==== STORED DATA ====

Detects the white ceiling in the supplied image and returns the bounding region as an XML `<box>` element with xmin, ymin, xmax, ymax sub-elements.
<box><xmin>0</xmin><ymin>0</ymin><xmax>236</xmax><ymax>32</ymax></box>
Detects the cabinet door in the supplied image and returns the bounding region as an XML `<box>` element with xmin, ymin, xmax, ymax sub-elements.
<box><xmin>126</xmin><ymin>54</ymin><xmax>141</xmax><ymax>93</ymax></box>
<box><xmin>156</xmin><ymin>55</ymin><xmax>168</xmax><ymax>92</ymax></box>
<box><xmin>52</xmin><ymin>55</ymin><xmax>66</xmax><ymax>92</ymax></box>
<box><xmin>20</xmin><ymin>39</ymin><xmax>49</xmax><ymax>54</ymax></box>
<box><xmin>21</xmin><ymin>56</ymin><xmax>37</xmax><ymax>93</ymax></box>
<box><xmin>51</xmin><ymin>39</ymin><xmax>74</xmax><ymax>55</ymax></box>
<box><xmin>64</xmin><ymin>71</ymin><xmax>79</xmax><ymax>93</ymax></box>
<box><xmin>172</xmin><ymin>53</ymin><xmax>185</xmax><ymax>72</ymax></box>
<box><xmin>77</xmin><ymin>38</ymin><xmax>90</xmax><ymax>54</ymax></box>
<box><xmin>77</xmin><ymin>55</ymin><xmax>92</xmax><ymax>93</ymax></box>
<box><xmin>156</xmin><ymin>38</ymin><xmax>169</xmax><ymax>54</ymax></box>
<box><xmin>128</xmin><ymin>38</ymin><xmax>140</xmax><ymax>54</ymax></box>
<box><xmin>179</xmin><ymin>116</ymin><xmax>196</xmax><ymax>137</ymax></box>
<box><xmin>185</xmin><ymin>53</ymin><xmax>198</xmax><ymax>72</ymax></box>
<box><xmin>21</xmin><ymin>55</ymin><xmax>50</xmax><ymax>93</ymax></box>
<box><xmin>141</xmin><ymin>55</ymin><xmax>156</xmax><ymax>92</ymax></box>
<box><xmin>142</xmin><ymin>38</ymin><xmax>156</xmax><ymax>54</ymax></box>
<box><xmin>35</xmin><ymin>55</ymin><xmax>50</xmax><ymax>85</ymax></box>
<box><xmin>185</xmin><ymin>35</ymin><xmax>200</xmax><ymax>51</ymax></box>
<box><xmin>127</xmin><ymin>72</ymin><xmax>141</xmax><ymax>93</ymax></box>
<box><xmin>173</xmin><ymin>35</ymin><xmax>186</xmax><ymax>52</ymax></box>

====

TASK OBJECTIVE => Write a verbatim copy of the listing above.

RESULT FOR THIS EXERCISE =>
Detects the white ceiling in the supplied image and returns the bounding region as an XML `<box>` element with xmin, ymin, xmax, ymax sub-elements.
<box><xmin>0</xmin><ymin>0</ymin><xmax>236</xmax><ymax>32</ymax></box>
Detects the cabinet door in the supplied image and returns the bounding region as an XML `<box>` element with xmin, ymin, xmax, ymax sub-elements.
<box><xmin>126</xmin><ymin>54</ymin><xmax>141</xmax><ymax>93</ymax></box>
<box><xmin>156</xmin><ymin>55</ymin><xmax>168</xmax><ymax>92</ymax></box>
<box><xmin>52</xmin><ymin>55</ymin><xmax>66</xmax><ymax>92</ymax></box>
<box><xmin>20</xmin><ymin>39</ymin><xmax>49</xmax><ymax>54</ymax></box>
<box><xmin>21</xmin><ymin>56</ymin><xmax>37</xmax><ymax>93</ymax></box>
<box><xmin>51</xmin><ymin>39</ymin><xmax>74</xmax><ymax>55</ymax></box>
<box><xmin>64</xmin><ymin>71</ymin><xmax>79</xmax><ymax>93</ymax></box>
<box><xmin>172</xmin><ymin>53</ymin><xmax>185</xmax><ymax>72</ymax></box>
<box><xmin>77</xmin><ymin>38</ymin><xmax>90</xmax><ymax>54</ymax></box>
<box><xmin>77</xmin><ymin>55</ymin><xmax>92</xmax><ymax>93</ymax></box>
<box><xmin>156</xmin><ymin>38</ymin><xmax>169</xmax><ymax>54</ymax></box>
<box><xmin>128</xmin><ymin>38</ymin><xmax>140</xmax><ymax>54</ymax></box>
<box><xmin>179</xmin><ymin>116</ymin><xmax>196</xmax><ymax>137</ymax></box>
<box><xmin>185</xmin><ymin>53</ymin><xmax>198</xmax><ymax>72</ymax></box>
<box><xmin>21</xmin><ymin>55</ymin><xmax>50</xmax><ymax>93</ymax></box>
<box><xmin>141</xmin><ymin>55</ymin><xmax>156</xmax><ymax>92</ymax></box>
<box><xmin>142</xmin><ymin>38</ymin><xmax>156</xmax><ymax>54</ymax></box>
<box><xmin>35</xmin><ymin>55</ymin><xmax>50</xmax><ymax>85</ymax></box>
<box><xmin>185</xmin><ymin>35</ymin><xmax>200</xmax><ymax>51</ymax></box>
<box><xmin>127</xmin><ymin>72</ymin><xmax>141</xmax><ymax>93</ymax></box>
<box><xmin>173</xmin><ymin>35</ymin><xmax>186</xmax><ymax>52</ymax></box>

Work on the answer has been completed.